(Items listed in a dataset)
* * * * * * *
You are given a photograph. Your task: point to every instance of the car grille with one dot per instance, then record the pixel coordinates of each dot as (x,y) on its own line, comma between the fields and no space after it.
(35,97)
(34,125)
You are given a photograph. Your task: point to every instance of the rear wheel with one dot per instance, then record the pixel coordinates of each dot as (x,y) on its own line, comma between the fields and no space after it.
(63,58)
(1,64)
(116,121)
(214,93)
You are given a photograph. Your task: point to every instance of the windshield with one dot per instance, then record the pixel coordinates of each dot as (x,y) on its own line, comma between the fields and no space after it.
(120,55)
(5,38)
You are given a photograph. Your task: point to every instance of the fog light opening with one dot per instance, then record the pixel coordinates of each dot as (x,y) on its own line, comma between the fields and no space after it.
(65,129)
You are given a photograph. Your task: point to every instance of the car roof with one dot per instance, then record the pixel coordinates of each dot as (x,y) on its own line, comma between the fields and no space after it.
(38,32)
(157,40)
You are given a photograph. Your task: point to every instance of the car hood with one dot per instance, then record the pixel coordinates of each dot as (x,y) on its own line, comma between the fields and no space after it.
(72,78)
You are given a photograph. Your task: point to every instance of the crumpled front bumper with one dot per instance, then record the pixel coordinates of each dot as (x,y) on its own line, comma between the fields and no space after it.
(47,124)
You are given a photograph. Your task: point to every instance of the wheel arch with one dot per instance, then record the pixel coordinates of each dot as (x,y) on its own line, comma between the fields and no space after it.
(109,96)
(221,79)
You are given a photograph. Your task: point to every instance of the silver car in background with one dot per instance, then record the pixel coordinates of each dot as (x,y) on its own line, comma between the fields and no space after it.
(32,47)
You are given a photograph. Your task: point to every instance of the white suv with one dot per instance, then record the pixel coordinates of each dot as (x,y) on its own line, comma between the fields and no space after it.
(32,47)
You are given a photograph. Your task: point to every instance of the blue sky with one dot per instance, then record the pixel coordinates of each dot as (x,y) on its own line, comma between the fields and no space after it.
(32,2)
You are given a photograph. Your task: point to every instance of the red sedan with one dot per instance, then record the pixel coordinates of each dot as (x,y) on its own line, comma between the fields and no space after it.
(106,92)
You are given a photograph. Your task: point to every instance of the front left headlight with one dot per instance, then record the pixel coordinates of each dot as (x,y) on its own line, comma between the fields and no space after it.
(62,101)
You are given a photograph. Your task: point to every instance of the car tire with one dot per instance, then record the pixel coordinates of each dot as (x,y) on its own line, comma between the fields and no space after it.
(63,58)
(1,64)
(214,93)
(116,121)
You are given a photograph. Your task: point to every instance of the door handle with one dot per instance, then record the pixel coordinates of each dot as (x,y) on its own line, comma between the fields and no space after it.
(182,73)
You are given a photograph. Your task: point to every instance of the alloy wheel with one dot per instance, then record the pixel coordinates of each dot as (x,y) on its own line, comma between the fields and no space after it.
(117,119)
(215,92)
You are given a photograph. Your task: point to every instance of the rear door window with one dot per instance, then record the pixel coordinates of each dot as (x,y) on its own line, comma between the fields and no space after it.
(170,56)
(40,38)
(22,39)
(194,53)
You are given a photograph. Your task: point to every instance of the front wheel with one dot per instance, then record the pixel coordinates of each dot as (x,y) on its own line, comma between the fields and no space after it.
* * * * * * *
PROBLEM TO SOLVE: All the records, from the first line to the last: repeat them exactly.

ANSWER TO THIS TASK:
You are given a photograph. Your task: point to every instance of the car grille with one dot per instance, then record the pixel coordinates of each dot as (x,y) on its own line, comma between the fields and no space after it.
(35,97)
(34,125)
You are given a photograph. Your task: point to every instance of the rear wheel with one dot per instance, then record the pixel coordinates of each dot as (x,y) on its own line, comma between the fields and no space after it.
(63,58)
(1,64)
(116,121)
(214,93)
You are given a photograph. Your task: point to every instance of the windshield with one dot per instance, then record the pixel coordinates of each dot as (x,y) on its own line, comma between the fields and no space after it.
(120,55)
(5,38)
You are given a photograph. Your task: point to every instance of the fog light opening with one dot per instance, then record the pixel coordinates of each dot as (x,y) on its own line, comma between the fields and no space after it.
(65,129)
You are given a photograph. Your task: point to every instance of the car roof with one dot per instance, then record the pixel coordinates of each dot as (x,y) on its own line, comma between the fields and no space after it.
(38,32)
(157,40)
You are given a photograph. Your task: point to every instance of the car hood with one dot per instance, then record the pixel coordinates of each dot as (x,y) on its own line, comma between the fields and no space after it.
(72,78)
You are given a photograph. Your task: point to every instance of the crumpled front bumper with one dot per instance, then record the pixel coordinates of each dot as (x,y) on its own line, comma between the fields and no space after it.
(47,124)
You are given a photograph. Your task: point to every instance of the wheel arch with one dot per instance, then record the pixel coordinates of each dot as (x,y) on its own line, comma between the fields and no space after it.
(109,96)
(221,79)
You are given a photograph. Your task: point to every instance of the silver car in background with one dot per instance, then record the pixel coordinates of each dot as (x,y) on its own line, comma between the fields and no space after it.
(32,47)
You are given a photograph. Your task: point to every instance of the white suv with one dot per instance, then record the pixel coordinates of each dot as (x,y) on its own line, comma between the fields and no space after it.
(32,47)
You are given a photograph. Your task: point to every instance of the blue sky with one dot per instance, then record the pixel coordinates of each dot as (x,y) on its own line, comma between the fields and no space after it.
(32,2)
You are given a photograph. Your task: point to every instance of the red sedan with one dot per instance, then record the pixel coordinates of each dot as (x,y) on its own line, comma between the fields and no space after it.
(106,92)
You are given a photograph. Your task: point to every instance of the front left headlight with one dot per instance, then record the pixel coordinates of each dot as (x,y) on its own line, comma between the fields and no space after it.
(62,101)
You are given a photograph. Your task: point to every instance of the car tire with one dot per instance, then record the pixel coordinates of each dot as (x,y) on its own line, comma between the fields and no space after it.
(63,58)
(1,64)
(214,93)
(116,121)
You are given a photograph. Your task: point to every instance of the door handle with one dot per instance, then record the pixel coordinates of each dot as (x,y) on its own line, comma between the fields and no space after it.
(182,73)
You are given a photograph. Your task: point to every instance of the alloy wheel with one dot per instance, then record the pixel coordinates of each dot as (x,y) on its own line, comma between the fields and no space after it.
(117,119)
(215,92)
You are given a photograph. Your task: point to every instance of the rear door window with one dot per instance, then record the pixel coordinates of each dot as (x,y) on its own line, comma between the fields and no space after it.
(170,56)
(40,38)
(22,39)
(194,53)
You are given a photograph. Your task: point to every instance of the front wheel with one dot per instance, then record the pixel coordinates of each dot as (x,y) on its own line, comma between the fields and no space after it.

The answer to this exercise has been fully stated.